─── Data

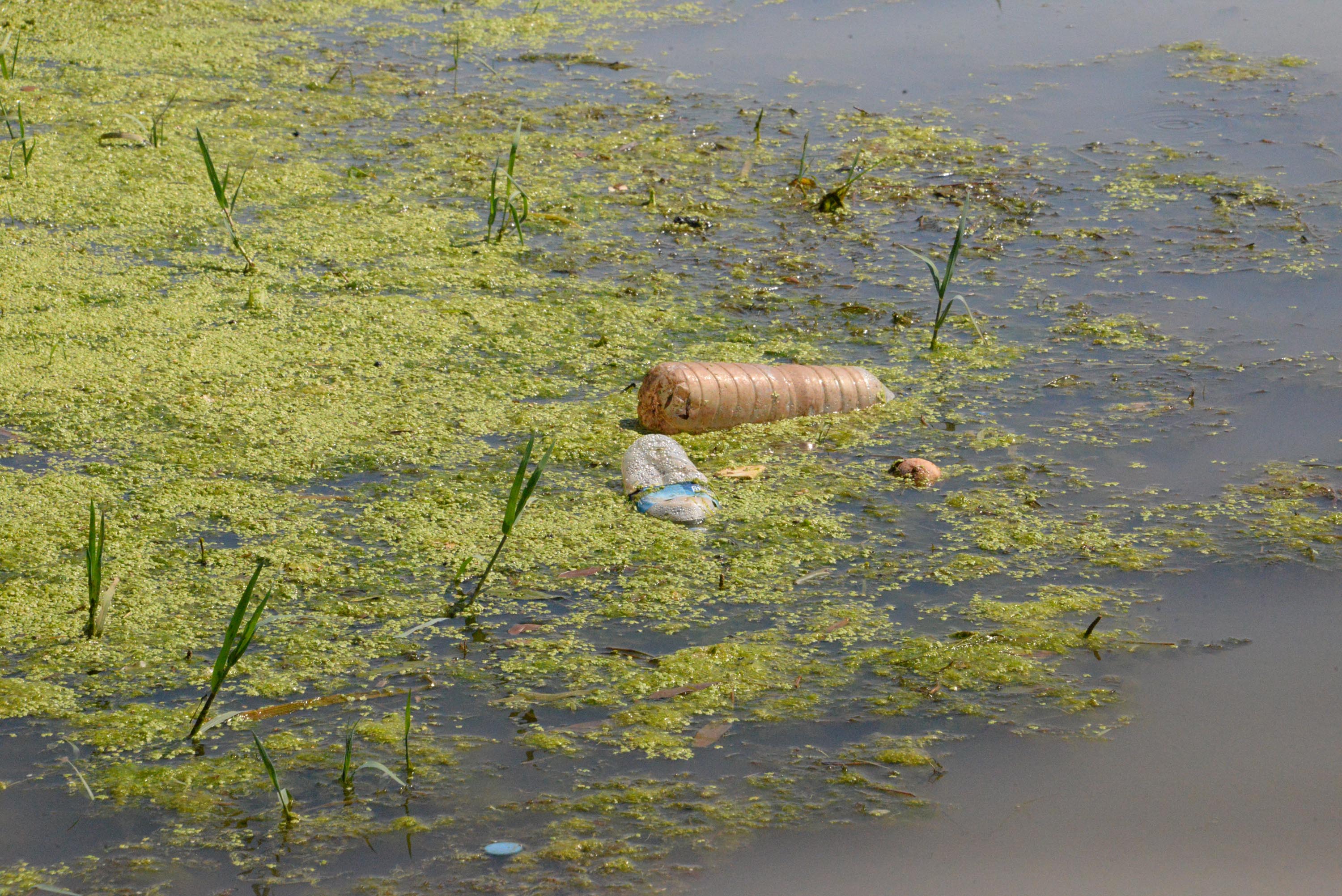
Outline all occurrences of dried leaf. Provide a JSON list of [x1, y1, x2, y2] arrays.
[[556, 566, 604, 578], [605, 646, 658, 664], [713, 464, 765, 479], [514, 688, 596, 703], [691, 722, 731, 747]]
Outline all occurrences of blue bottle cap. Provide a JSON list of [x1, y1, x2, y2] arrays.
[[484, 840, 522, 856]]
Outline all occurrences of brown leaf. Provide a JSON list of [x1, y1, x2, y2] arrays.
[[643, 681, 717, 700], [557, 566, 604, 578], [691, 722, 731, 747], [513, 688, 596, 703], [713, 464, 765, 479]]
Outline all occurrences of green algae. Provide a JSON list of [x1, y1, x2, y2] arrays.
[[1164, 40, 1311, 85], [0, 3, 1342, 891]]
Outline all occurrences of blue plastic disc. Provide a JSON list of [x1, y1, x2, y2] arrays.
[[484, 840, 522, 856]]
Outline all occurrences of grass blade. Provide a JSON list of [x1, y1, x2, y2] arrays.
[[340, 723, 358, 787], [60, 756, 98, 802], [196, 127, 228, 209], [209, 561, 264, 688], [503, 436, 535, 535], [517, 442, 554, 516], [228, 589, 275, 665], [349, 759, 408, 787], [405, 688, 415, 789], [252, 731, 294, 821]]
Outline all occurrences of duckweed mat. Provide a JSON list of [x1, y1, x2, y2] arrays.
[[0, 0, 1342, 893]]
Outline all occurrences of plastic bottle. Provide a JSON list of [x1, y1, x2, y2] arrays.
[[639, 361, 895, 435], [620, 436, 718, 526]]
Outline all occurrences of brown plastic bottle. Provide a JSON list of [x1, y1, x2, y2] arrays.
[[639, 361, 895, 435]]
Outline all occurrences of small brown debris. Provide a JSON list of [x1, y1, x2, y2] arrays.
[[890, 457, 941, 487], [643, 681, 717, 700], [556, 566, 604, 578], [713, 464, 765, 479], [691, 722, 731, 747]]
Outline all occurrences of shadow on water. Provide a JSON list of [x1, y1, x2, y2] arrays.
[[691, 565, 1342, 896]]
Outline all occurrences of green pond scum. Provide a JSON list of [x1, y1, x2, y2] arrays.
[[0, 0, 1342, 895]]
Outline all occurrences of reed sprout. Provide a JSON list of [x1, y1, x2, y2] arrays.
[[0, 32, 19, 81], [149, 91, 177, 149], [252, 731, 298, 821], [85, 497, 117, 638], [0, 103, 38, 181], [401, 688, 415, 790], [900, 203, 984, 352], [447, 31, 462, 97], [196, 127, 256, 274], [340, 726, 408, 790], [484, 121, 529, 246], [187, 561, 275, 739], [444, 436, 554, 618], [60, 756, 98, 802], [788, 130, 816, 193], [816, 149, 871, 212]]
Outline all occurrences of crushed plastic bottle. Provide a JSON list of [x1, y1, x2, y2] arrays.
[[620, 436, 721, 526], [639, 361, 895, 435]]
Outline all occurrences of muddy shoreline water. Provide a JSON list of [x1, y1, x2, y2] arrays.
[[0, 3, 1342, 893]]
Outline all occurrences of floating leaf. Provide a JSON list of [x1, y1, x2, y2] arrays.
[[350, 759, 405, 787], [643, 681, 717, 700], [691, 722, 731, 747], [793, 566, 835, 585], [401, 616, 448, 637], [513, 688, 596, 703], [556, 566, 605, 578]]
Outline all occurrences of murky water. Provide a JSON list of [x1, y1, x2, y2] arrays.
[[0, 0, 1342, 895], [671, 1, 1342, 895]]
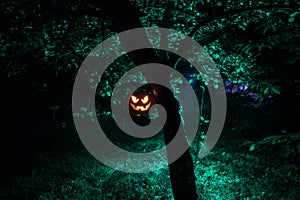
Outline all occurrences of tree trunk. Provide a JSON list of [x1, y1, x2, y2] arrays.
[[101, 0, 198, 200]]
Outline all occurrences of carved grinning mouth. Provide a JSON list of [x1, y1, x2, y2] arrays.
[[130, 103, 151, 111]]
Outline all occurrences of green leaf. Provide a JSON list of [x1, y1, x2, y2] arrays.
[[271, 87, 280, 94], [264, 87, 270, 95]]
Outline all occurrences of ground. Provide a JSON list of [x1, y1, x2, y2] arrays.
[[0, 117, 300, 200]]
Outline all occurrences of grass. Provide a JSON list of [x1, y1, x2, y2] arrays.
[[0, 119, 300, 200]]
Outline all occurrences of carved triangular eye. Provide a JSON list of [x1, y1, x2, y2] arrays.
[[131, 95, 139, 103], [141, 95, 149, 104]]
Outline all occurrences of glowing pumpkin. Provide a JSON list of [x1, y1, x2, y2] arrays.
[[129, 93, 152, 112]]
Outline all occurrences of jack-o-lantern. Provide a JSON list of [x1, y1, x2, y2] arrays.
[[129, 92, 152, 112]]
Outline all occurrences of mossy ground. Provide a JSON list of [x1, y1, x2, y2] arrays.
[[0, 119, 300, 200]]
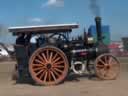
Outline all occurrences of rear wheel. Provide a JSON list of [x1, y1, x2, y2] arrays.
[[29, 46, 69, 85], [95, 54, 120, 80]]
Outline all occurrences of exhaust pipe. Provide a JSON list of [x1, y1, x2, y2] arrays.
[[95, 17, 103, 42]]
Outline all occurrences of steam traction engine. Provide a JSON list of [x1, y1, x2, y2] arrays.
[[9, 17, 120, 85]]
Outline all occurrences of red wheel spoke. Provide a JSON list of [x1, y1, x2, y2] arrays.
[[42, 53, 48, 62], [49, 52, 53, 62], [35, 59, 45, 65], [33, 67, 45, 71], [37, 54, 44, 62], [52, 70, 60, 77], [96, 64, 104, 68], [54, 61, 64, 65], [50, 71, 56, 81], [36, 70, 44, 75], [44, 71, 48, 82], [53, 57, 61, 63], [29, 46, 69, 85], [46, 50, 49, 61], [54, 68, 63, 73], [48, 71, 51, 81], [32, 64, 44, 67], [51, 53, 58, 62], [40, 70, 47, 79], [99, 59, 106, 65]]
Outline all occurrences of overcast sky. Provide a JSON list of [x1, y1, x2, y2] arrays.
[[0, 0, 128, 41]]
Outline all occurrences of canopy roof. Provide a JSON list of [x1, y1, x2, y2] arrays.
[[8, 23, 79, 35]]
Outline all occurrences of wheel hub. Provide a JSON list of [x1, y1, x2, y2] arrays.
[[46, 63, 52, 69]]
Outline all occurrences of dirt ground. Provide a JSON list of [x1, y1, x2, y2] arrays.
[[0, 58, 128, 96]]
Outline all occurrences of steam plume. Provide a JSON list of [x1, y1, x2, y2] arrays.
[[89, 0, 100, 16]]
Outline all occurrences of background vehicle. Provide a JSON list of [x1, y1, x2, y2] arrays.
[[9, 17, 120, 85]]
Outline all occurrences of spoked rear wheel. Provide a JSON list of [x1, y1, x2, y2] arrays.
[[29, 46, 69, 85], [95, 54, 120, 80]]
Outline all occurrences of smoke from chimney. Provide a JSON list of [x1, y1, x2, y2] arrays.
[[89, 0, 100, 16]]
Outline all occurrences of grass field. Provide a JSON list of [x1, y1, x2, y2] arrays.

──────

Return, unchanged, the part of the records that runs from their start through the line containing "[[0, 0, 1342, 893]]", including both ends. Leave the pictures out of your answer.

Outline all occurrences of dried leaf. Provide a JSON list of [x1, y1, x2, y2] arrays.
[[556, 566, 604, 578], [605, 646, 658, 664], [713, 464, 765, 479], [514, 688, 596, 703], [691, 722, 731, 747]]
Outline all occurrences of blue bottle cap. Provide a JSON list of [x1, y1, x2, y2] arrays.
[[484, 840, 522, 856]]
Outline all occurrences of brown leaf. Provide a JSON list of [x1, y1, x2, y2] arrays.
[[643, 681, 717, 700], [557, 566, 604, 578], [691, 722, 731, 747], [513, 688, 596, 703], [713, 464, 765, 479]]
Outline all occurrences of green algae. Provide a JSON list of [x1, y1, x2, y2] arrays.
[[1164, 40, 1311, 85], [0, 3, 1342, 891]]
Outline all occurrences of blue plastic disc. Provide a JSON list of [x1, y1, x2, y2] arrays.
[[484, 840, 522, 856]]
Outline all occurrences of grass blade. Provide a JSON list of [x1, y1, x2, y2] arrays.
[[340, 723, 358, 787], [60, 756, 98, 802], [196, 127, 228, 209], [209, 561, 264, 688], [503, 436, 535, 535], [517, 442, 554, 516], [228, 589, 275, 665], [349, 759, 408, 787], [405, 688, 415, 789], [252, 731, 294, 821]]
Outline all occurrences of duckweed mat. Provide a JSON list of [x1, y1, x2, y2] arrays.
[[0, 0, 1342, 893]]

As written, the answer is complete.